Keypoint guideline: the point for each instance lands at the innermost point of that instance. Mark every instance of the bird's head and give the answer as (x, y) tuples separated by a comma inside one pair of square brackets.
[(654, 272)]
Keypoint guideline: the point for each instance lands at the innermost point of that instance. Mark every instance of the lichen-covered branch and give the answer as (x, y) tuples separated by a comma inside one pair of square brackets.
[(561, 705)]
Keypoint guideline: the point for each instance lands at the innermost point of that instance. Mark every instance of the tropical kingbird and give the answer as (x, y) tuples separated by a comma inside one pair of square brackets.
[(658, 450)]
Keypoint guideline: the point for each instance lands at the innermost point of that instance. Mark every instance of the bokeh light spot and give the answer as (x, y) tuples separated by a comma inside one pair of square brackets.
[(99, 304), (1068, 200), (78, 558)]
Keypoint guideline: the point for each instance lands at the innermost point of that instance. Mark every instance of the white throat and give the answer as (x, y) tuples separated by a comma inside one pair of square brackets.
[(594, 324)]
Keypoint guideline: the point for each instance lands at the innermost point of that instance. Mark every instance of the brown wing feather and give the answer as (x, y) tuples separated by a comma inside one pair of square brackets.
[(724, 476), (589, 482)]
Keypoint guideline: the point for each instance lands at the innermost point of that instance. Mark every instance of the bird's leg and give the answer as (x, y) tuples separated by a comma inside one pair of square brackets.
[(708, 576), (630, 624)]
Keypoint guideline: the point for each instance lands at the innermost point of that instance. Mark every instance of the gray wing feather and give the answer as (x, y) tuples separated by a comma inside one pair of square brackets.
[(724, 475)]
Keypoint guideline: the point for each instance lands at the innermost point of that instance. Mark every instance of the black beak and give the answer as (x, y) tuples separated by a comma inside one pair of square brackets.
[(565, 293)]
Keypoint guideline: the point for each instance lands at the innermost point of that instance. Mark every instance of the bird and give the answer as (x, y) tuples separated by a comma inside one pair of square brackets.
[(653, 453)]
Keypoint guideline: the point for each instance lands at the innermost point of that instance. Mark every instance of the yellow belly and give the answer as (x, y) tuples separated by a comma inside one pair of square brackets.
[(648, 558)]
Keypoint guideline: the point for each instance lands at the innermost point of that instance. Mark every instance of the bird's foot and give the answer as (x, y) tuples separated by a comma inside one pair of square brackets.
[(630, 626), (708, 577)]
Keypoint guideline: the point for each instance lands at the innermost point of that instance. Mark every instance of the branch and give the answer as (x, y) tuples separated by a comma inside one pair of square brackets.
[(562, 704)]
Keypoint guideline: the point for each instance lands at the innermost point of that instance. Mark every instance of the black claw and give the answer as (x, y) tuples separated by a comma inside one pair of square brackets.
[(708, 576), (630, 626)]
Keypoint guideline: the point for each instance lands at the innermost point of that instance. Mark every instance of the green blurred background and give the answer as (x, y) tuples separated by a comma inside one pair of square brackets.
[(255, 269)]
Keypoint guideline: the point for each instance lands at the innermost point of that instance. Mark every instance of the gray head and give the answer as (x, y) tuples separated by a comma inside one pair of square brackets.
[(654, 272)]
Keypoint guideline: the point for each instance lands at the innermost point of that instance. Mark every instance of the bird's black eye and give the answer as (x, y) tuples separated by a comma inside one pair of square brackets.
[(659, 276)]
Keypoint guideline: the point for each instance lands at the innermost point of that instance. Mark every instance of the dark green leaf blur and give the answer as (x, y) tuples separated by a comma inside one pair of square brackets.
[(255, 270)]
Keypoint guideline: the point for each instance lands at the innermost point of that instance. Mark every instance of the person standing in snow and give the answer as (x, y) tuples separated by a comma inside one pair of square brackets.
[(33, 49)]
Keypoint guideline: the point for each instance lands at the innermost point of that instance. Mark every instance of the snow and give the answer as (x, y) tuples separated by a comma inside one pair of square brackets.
----
• WHAT IS ASKED
Reproduce every line of the data above word for word.

• PROBLEM SOLUTION
Keypoint guideline: the point for each instance lands at the innermost point of that instance. Mark every instance of the bird's head and give the answer as (x, y) tuples separated by a comma inside one pair of square brackets.
[(654, 272)]
Keypoint guideline: the point for each instance lands at the innermost point of that instance. Mark every instance of the lichen-covered branch and give the answer as (x, y) tuples separated by a comma inside one pair of square brackets.
[(561, 705)]
Keypoint guideline: the point for each instance lands at the innermost point of that instance. Mark every instance of the tropical kingbird and give the answer as (x, y) tuples separated by a comma inside one pair of square brackets.
[(658, 450)]
Keypoint guideline: the point for each instance lands at the innermost point of that instance. Mark every instance of the bokeh light spot and give the answer as (x, y) tuples separated by a comma inside one pair of square brackets.
[(99, 304), (1068, 200), (78, 558)]
Keypoint guideline: the point for each instance lands at the innermost point of that instance. Mark every instance of the white throat and give the answer as (x, y) tuples separated by a comma inside one pair of square brackets.
[(594, 324)]
Keypoint guideline: the point for each instance lands at the innermost point of that instance. Mark every instance of the brown wing feather and give the answer as (x, y) tuples separated by a comma inside one pair of square brackets.
[(724, 476), (589, 482)]
Keypoint guideline: the point for each instance lands at the innermost point of that instance. Mark every instance of the bird's leg and give the answer as (x, y) tuples separated by a comma inside one pair of square brackets.
[(708, 576), (630, 624)]
Keypoint guideline: the point for each instance lands at the innermost point of that instance. Mark every instance of the gray wing feather and give the answer as (x, y) tuples separated by a comma inside one pair of square brackets.
[(724, 475)]
Keypoint guideline: the point for each instance lands at the innermost point of that instance. Mark every instance of the black beak and give the answer as (x, y) tuples separated by a comma inside one pair of square brackets.
[(565, 293)]
Keypoint guideline: the point for each instance lands at the innermost point of that instance. Mark every instance of the bird and give the answer as (x, y) tuples separated by a comma inside one pair of square brackets.
[(653, 453)]
Keypoint guideline: the point for each instance lands at the innermost point of that instance. Mark every instance of the yellow belly and give the answer as (x, y) tuples separated by a comma inside one pair of square brackets.
[(648, 558)]
Keypoint guideline: the point for each instance lands at the innermost point of that instance. Mark every instance of the bird's foot and give the answer as (x, y) tuples separated by a comma inside one pair of square brackets.
[(630, 626), (708, 577)]
Keypoint guideline: the point for each instance lands at the innermost point of that instance. Mark every instance of the branch and give the answer as (x, y) tuples separated by a comma inside one pair of square brackets.
[(562, 704)]
Keypoint guideline: the point for each instance lands at the innermost point of that instance. Mark every instance of the black claw and give the answer as (x, y) tuples separated by a comma inside one pair of square brackets.
[(708, 576), (630, 626)]
Keypoint guideline: the point for each instance lands at the innermost point of that instance. Mark every instance of the green blurred background and give the answer as (x, y) tuples separated by a comma inside one pair of square brackets.
[(255, 269)]
Keypoint guideline: the point for each instance lands at the innermost point of that instance. Mark every instance of the gray head and give the answer as (x, y) tuples separated by a comma inside one pair of square brackets.
[(654, 272)]
Keypoint guideline: the point for each instance lands at the innermost point of that instance. Mark every instance of the bird's black eye and give the answer as (x, y) tuples separated by a comma inside one pair of square brackets.
[(659, 276)]
Keypoint guideline: the point for each instance lands at the innermost point of that instance. Mark every instance of the dark green leaf blur and give the answer as (x, y) tuples separated by a comma inside one pair of square brackets.
[(255, 270)]
Keypoint guideline: the point for each instance lands at the innermost point of that instance. Mark every instance of the person standing in snow and give the answer as (x, y) tuples separated by a comma inside one pair of square brackets.
[(33, 49)]
Keypoint guideline: the point for each instance lands at the innermost point of that instance. Mark every instance of the snow and give the answer as (x, y) tuples separated by a comma inside one pair of square brackets.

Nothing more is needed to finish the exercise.